WHAT YOU SHOULD DO:
Extract each line in the items below that contains the word "query", and copy those lines unchanged.

--- START PROVIDED ENTRIES ---

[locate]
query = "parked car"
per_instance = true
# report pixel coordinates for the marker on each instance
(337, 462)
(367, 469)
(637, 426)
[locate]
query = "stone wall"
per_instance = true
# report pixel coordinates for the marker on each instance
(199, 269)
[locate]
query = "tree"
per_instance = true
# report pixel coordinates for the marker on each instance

--- END PROVIDED ENTRIES ---
--- START PROVIDED ENTRIES ---

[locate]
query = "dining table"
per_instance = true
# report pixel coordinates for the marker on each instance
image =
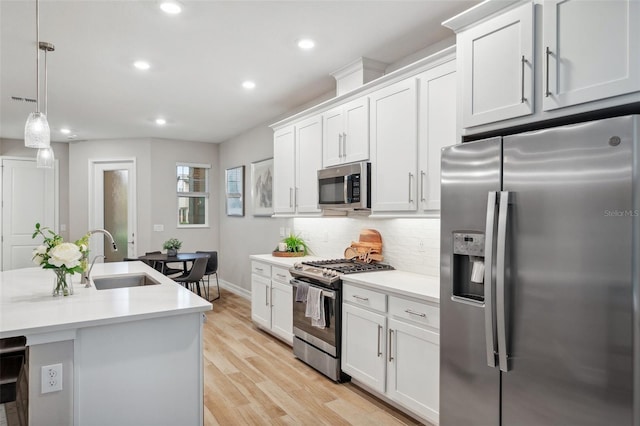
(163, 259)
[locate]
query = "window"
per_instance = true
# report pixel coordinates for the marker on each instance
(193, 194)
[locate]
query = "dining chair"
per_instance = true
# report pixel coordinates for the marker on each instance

--- END PROVIDED ENTRIES ---
--- START PROVIDED ENTRIES ---

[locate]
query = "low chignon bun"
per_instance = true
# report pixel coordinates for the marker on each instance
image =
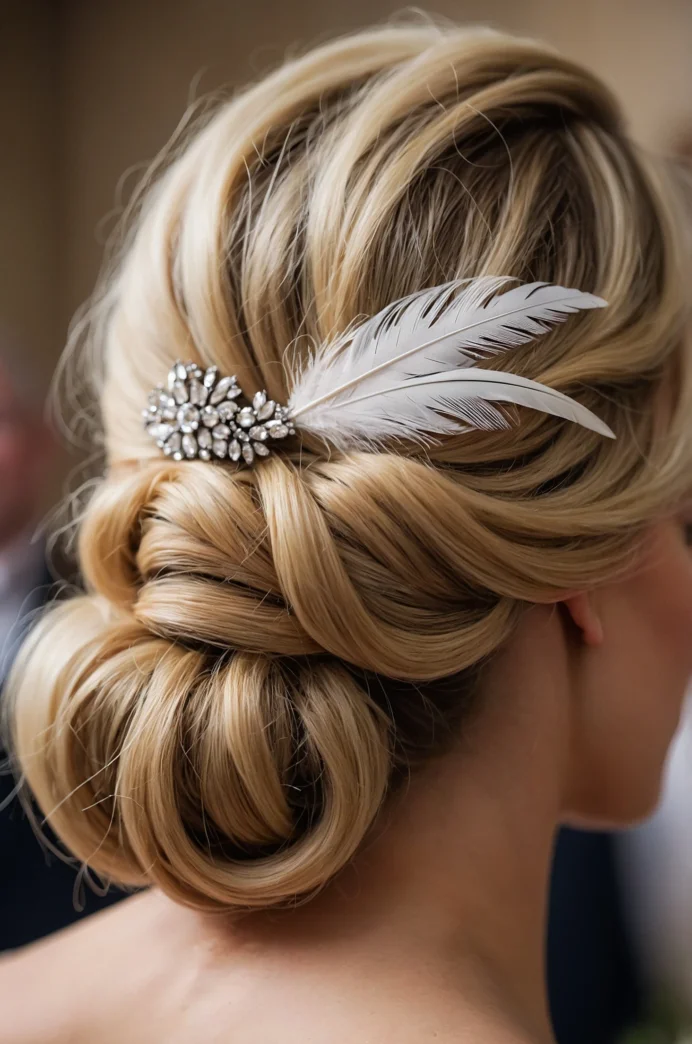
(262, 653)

--- END PROVIDED ENTRIES ---

EXERCISE OUTPUT:
query = "parked car"
query = "stone wall"
query = "tree"
query = "dining table"
query = "window"
query = "dining chair"
query = "low chignon bun"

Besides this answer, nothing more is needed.